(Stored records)
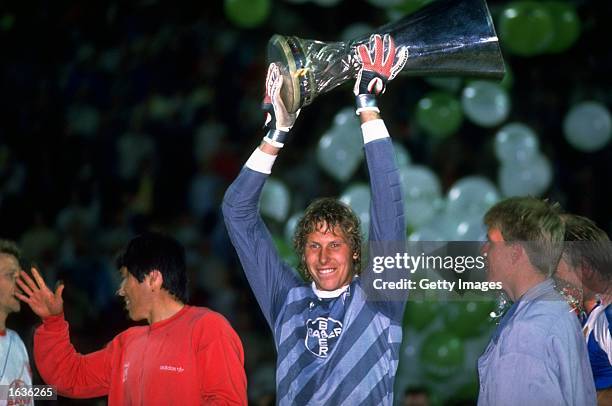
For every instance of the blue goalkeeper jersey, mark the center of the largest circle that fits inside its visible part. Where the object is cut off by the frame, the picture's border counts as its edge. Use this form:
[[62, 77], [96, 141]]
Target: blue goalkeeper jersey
[[342, 350], [598, 333]]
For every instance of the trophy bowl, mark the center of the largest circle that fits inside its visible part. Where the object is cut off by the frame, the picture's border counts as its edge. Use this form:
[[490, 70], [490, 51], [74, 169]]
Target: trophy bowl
[[445, 38]]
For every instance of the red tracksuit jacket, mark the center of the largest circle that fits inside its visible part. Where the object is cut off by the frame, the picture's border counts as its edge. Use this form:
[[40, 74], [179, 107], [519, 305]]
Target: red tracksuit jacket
[[194, 357]]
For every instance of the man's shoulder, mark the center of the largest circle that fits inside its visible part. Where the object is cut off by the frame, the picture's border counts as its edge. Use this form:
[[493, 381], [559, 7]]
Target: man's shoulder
[[204, 317], [541, 323]]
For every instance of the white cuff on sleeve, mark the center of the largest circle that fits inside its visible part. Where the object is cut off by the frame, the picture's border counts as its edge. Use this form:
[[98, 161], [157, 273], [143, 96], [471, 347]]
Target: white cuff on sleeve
[[259, 161], [374, 130]]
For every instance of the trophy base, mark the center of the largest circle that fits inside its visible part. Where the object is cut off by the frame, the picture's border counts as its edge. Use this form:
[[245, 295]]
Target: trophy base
[[289, 54]]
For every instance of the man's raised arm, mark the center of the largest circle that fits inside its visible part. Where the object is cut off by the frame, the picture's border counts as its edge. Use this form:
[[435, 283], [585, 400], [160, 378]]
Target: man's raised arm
[[269, 277]]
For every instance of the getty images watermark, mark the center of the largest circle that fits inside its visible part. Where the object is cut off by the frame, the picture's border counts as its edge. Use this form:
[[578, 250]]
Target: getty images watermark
[[394, 269]]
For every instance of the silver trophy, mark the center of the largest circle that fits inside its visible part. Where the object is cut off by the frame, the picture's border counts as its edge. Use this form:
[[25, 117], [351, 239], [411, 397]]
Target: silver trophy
[[447, 37]]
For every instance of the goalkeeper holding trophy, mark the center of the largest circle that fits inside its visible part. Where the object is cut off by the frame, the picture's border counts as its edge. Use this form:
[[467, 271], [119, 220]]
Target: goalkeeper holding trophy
[[335, 345]]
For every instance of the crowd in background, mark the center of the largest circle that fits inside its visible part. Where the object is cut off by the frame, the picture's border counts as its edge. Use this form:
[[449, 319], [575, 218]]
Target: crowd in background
[[117, 117]]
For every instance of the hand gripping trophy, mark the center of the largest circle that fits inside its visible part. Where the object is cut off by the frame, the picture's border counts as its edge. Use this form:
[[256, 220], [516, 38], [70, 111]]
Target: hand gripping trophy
[[448, 37]]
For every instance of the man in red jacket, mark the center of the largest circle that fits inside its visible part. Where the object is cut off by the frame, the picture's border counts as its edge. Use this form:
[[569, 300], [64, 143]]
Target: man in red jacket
[[185, 356]]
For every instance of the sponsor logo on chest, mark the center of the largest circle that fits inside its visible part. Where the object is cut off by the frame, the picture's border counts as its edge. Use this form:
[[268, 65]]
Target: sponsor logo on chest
[[321, 335]]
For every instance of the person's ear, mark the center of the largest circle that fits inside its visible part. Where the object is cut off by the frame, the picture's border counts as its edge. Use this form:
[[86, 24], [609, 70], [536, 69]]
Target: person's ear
[[517, 251], [155, 280]]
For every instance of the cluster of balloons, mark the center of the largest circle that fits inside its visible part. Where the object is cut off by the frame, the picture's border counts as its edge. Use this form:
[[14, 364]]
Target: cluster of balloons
[[524, 170], [440, 113], [485, 103], [529, 28], [275, 200], [588, 126], [458, 216], [340, 149], [442, 341]]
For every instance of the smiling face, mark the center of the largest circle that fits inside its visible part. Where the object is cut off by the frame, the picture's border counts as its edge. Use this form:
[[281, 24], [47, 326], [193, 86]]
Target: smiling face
[[328, 258], [137, 295], [9, 271]]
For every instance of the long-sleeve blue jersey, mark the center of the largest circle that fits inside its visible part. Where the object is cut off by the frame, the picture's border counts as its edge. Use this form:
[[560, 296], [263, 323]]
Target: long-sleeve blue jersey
[[337, 351], [598, 333]]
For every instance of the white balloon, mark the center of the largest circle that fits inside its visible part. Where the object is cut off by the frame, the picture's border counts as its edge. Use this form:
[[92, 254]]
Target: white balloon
[[471, 196], [485, 103], [469, 228], [275, 200], [588, 126], [358, 197], [532, 178], [421, 189], [515, 143], [440, 228], [340, 149]]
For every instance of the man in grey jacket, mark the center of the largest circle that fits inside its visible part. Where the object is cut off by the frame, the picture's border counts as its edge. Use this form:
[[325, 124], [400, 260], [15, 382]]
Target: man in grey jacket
[[537, 355]]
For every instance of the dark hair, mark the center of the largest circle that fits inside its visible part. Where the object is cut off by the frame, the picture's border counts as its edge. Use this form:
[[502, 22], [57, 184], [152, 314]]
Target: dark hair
[[331, 213], [8, 247], [155, 251], [587, 245], [535, 224]]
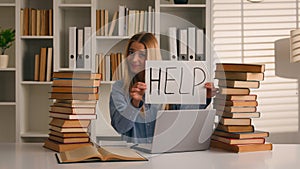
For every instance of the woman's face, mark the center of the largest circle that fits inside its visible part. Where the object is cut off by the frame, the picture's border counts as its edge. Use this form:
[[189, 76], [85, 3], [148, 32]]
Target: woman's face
[[136, 58]]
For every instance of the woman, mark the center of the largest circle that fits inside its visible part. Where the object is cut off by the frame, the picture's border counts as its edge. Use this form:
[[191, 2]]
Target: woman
[[129, 115]]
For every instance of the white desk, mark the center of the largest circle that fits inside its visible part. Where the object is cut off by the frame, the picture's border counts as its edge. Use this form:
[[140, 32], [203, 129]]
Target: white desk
[[34, 156]]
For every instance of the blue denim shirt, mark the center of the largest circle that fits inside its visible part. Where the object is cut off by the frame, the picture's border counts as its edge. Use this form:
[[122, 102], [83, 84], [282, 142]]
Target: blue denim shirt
[[128, 120]]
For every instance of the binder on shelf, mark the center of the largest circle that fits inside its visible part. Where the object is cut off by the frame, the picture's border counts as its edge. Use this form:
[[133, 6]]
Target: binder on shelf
[[131, 22], [149, 18], [126, 21], [107, 68], [200, 56], [105, 23], [87, 47], [50, 22], [72, 47], [191, 43], [137, 21], [43, 62], [36, 67], [102, 12], [49, 64], [141, 26], [26, 21], [79, 58], [22, 22], [32, 23], [38, 22], [172, 42], [113, 24], [145, 21], [98, 25], [121, 20], [182, 38]]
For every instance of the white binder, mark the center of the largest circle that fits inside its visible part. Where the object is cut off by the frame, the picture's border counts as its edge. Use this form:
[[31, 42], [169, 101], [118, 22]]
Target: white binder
[[191, 43], [87, 48], [200, 56], [172, 43], [72, 47], [182, 37], [79, 58]]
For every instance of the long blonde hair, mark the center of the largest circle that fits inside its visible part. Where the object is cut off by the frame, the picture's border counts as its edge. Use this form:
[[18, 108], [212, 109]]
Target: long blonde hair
[[153, 53]]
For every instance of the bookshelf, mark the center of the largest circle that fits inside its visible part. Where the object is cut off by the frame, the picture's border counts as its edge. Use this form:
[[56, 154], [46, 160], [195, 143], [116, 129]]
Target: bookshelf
[[24, 105], [8, 99]]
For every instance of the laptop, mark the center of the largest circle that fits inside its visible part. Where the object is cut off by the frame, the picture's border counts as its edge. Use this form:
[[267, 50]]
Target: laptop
[[180, 130]]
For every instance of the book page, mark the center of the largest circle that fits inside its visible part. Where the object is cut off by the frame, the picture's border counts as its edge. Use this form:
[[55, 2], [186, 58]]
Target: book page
[[122, 153], [80, 154]]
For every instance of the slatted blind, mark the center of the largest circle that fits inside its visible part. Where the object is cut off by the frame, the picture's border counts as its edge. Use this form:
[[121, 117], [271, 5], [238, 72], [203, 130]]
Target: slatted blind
[[244, 32]]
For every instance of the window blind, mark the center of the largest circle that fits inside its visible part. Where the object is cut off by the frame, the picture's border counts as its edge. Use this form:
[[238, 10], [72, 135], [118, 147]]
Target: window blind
[[244, 32]]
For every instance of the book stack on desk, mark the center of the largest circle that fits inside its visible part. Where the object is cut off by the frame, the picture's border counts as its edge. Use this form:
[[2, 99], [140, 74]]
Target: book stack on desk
[[75, 96], [236, 107]]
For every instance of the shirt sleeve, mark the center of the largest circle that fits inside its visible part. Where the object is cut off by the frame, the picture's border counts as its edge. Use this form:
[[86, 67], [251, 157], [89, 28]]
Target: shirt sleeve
[[123, 114]]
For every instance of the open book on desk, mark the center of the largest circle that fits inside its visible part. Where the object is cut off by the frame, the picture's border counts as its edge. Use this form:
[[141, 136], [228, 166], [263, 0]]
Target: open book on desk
[[99, 154]]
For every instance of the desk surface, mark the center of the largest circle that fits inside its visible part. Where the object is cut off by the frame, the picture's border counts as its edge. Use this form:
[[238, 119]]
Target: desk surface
[[34, 156]]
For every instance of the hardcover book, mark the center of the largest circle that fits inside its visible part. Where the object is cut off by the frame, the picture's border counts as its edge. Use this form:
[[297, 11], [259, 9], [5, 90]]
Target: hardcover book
[[100, 154]]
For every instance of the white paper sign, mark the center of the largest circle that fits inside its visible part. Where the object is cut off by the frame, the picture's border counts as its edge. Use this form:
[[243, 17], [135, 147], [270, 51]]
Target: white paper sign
[[175, 82]]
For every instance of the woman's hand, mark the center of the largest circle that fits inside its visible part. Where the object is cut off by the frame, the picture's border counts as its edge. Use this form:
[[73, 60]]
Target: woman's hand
[[210, 89], [137, 92]]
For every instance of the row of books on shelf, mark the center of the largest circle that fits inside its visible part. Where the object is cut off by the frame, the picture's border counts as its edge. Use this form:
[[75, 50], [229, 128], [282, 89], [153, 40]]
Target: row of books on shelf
[[80, 48], [236, 108], [129, 21], [36, 22], [43, 64], [75, 97], [110, 66], [186, 44]]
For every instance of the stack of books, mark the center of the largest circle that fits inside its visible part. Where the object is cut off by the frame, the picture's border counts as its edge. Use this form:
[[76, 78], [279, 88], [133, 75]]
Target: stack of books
[[75, 96], [236, 107]]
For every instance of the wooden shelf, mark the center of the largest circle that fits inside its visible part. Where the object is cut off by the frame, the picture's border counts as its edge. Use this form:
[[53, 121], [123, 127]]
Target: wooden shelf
[[182, 6], [7, 4], [7, 103], [35, 134], [7, 69], [75, 5], [36, 37], [35, 83], [112, 37]]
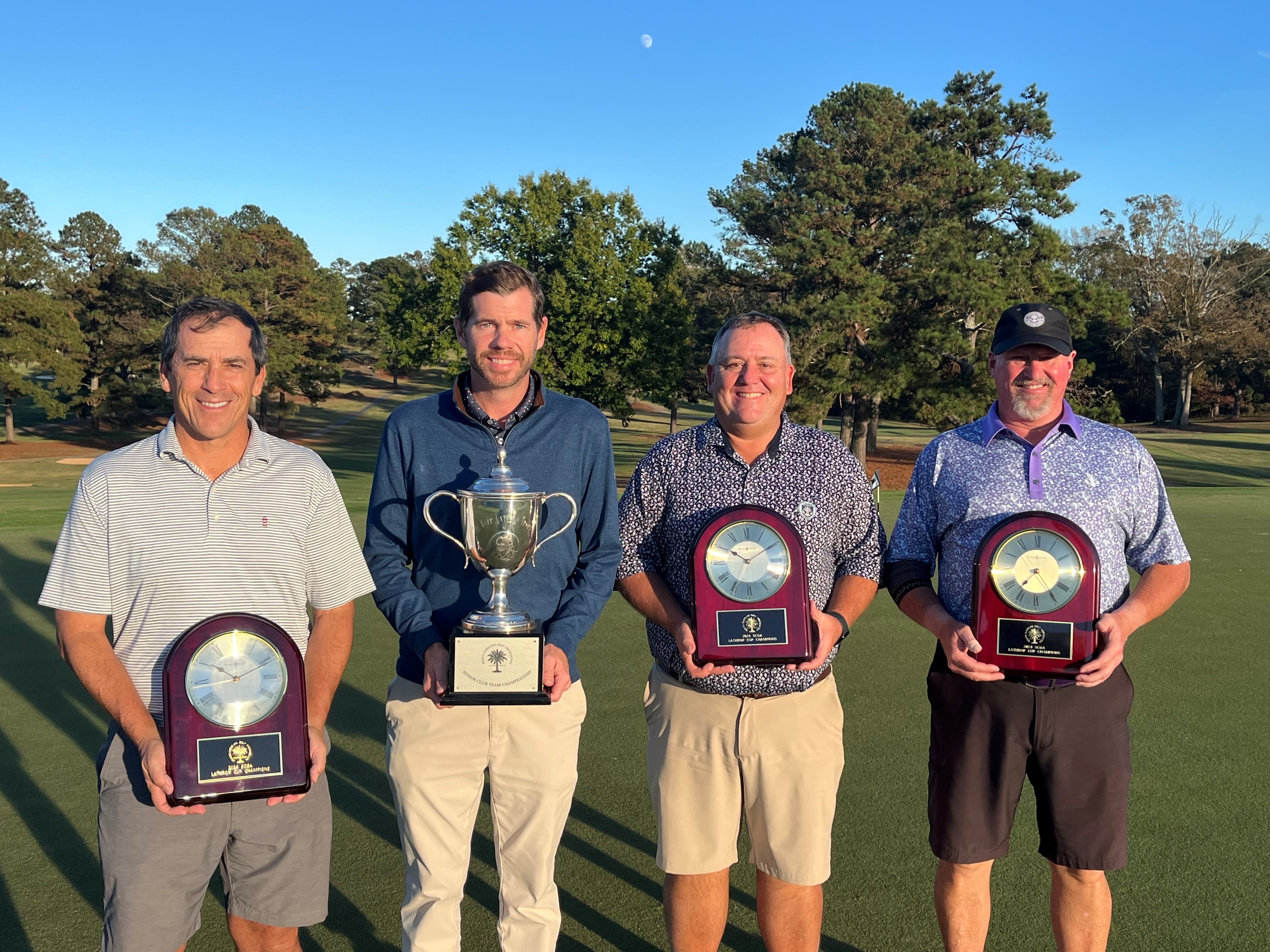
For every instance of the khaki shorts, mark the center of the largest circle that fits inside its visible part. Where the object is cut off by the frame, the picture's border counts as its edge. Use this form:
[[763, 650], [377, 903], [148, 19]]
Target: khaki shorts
[[712, 757], [275, 861]]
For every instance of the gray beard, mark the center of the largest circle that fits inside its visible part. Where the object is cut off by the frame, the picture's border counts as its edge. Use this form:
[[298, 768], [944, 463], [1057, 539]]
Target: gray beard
[[1029, 413]]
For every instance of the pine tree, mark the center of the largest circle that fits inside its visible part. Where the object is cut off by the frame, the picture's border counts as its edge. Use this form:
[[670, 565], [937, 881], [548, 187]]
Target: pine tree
[[40, 339]]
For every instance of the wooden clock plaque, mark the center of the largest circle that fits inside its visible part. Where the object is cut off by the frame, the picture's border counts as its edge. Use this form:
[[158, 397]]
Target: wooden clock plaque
[[235, 712], [750, 589], [1037, 596]]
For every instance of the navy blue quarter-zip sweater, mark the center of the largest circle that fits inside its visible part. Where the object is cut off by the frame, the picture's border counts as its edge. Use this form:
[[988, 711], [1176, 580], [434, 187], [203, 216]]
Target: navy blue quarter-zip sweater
[[421, 583]]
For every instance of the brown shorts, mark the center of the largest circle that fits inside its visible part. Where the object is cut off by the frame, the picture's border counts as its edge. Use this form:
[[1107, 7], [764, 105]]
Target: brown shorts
[[1071, 743]]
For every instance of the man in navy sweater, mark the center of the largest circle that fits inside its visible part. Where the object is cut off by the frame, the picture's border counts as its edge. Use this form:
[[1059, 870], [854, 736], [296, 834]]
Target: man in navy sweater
[[438, 755]]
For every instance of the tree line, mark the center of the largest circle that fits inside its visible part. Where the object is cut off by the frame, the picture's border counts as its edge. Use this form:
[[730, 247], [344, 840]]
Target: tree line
[[888, 233]]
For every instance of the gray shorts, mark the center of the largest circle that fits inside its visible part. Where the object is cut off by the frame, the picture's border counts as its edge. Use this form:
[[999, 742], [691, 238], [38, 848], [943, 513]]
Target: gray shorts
[[275, 861]]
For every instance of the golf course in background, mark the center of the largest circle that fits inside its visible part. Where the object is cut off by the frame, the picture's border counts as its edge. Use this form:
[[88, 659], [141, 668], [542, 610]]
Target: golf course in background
[[1199, 818]]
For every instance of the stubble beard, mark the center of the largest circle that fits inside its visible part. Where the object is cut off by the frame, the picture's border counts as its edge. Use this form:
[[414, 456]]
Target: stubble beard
[[506, 380], [1020, 402]]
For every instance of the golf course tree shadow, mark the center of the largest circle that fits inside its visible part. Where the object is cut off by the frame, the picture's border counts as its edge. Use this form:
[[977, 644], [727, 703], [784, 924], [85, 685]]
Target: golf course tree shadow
[[356, 712], [51, 829], [13, 937], [346, 920], [608, 825], [603, 823], [609, 930], [350, 779], [33, 669]]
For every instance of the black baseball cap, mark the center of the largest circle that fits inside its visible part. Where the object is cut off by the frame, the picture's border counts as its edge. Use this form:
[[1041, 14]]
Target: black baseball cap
[[1033, 324]]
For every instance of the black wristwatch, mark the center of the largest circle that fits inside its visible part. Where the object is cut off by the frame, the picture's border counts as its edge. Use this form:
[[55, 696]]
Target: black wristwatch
[[846, 629]]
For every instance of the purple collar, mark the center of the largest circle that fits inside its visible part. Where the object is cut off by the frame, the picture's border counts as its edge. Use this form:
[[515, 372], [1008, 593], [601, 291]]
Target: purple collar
[[993, 424]]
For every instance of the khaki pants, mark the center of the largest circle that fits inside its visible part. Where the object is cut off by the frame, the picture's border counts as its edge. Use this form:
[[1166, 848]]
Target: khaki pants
[[716, 757], [438, 762]]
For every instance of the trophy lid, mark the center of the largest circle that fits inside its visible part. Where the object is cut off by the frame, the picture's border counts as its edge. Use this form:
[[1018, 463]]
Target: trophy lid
[[501, 479]]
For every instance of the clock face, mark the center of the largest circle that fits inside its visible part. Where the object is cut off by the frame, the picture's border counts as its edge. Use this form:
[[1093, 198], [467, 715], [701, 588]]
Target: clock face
[[1037, 570], [235, 680], [747, 562]]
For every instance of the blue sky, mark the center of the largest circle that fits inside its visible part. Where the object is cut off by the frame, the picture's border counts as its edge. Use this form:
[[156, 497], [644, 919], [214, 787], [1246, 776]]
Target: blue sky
[[364, 128]]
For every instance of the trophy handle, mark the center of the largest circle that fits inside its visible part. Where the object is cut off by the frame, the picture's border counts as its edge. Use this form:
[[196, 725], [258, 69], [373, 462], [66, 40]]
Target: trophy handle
[[427, 518], [573, 518]]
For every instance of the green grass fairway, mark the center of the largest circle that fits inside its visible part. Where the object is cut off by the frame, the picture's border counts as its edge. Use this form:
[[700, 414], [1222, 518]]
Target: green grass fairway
[[1199, 833]]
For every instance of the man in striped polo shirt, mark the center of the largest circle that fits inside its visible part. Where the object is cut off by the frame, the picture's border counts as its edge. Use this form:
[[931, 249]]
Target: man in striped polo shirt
[[209, 516]]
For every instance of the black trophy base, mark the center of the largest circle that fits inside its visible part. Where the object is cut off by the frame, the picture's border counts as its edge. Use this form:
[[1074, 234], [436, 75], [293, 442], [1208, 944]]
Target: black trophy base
[[497, 668]]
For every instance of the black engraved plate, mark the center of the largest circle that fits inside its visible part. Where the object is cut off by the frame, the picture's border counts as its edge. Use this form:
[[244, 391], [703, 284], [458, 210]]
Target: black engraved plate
[[1028, 638], [239, 757], [753, 626]]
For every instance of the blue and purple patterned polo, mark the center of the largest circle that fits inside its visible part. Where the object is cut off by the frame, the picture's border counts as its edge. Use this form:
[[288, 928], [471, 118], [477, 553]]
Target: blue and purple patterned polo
[[1096, 475]]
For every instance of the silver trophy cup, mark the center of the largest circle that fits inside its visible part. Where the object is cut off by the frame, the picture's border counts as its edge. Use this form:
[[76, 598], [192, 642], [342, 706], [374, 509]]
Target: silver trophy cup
[[500, 518]]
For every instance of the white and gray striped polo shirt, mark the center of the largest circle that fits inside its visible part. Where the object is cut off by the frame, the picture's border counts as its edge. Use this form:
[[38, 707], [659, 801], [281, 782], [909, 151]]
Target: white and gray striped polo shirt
[[154, 544]]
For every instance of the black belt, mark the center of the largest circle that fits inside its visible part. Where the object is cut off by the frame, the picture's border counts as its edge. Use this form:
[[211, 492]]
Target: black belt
[[823, 675]]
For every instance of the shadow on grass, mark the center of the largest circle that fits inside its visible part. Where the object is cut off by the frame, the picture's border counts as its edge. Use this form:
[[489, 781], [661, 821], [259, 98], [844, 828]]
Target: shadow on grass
[[1260, 474], [12, 935], [55, 835], [33, 669], [346, 920]]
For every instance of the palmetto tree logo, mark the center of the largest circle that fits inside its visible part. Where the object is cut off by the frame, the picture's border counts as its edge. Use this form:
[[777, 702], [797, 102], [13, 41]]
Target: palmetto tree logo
[[498, 655]]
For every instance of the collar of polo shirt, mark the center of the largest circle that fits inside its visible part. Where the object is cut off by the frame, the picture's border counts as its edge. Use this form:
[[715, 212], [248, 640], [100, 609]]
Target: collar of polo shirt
[[993, 424], [257, 446]]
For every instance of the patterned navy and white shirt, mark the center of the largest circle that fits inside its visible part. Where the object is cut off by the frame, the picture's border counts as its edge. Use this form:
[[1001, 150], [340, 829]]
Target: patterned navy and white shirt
[[806, 475], [1099, 477], [500, 428]]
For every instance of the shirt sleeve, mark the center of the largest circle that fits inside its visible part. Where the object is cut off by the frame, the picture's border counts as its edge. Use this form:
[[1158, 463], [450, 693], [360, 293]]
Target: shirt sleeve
[[861, 537], [916, 534], [336, 570], [79, 577], [641, 518], [599, 549], [388, 549], [1154, 534]]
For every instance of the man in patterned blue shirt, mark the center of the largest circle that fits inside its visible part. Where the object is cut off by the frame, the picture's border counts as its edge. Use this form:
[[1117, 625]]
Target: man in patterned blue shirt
[[728, 740], [1030, 452]]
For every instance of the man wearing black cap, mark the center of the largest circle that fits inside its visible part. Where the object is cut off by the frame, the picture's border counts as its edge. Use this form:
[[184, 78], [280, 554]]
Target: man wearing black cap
[[988, 730]]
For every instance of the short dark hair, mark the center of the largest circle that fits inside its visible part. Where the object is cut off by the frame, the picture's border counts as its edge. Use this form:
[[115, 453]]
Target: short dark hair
[[206, 313], [748, 320], [502, 279]]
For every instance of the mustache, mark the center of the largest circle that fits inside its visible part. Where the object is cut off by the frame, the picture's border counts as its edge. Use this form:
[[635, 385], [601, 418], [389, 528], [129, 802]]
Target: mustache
[[1021, 381]]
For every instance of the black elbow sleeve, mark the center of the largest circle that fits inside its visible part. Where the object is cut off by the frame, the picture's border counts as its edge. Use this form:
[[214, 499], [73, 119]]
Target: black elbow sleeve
[[905, 575]]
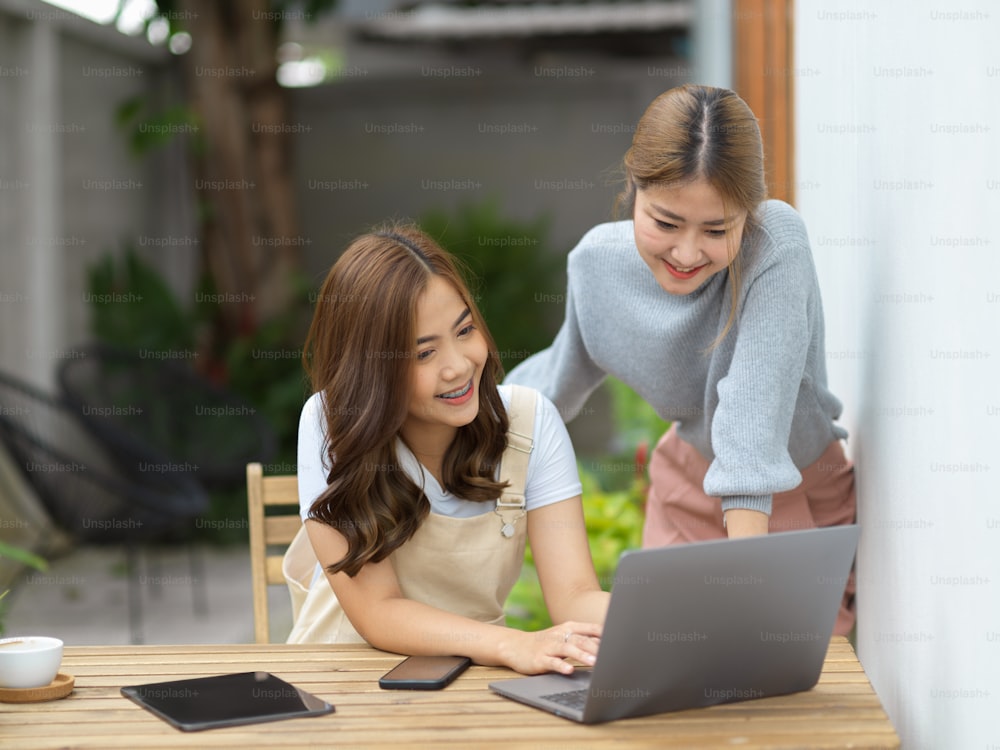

EXERCISE AIM> Write out the records above exactly. Begin with the first line, end with the line holding "For every instance of the red", and drop the pictures.

RESPONSE AREA>
For every instance of the blue goalkeeper jersey, mark the center of the largest circle that fits inside its visible part. Where the object is cut off by the frame, the picture's border counts as its edge. Use this form:
[[62, 77], [96, 141]]
Target: blue goalkeeper jersey
[[342, 350], [598, 333]]
For every instance of the trophy bowl, mark the center of the largest circle that fits inside its visible part. Where the object is cut off by the frame, the picture's border counts as its edge. Use this form:
[[490, 70], [490, 51], [74, 169]]
Target: trophy bowl
[[445, 38]]
For every instance of the red tracksuit jacket, mark the center of the largest circle that fits inside its visible part. Where the object is cut off by the frame, the picture's border counts as its edge. Use this form:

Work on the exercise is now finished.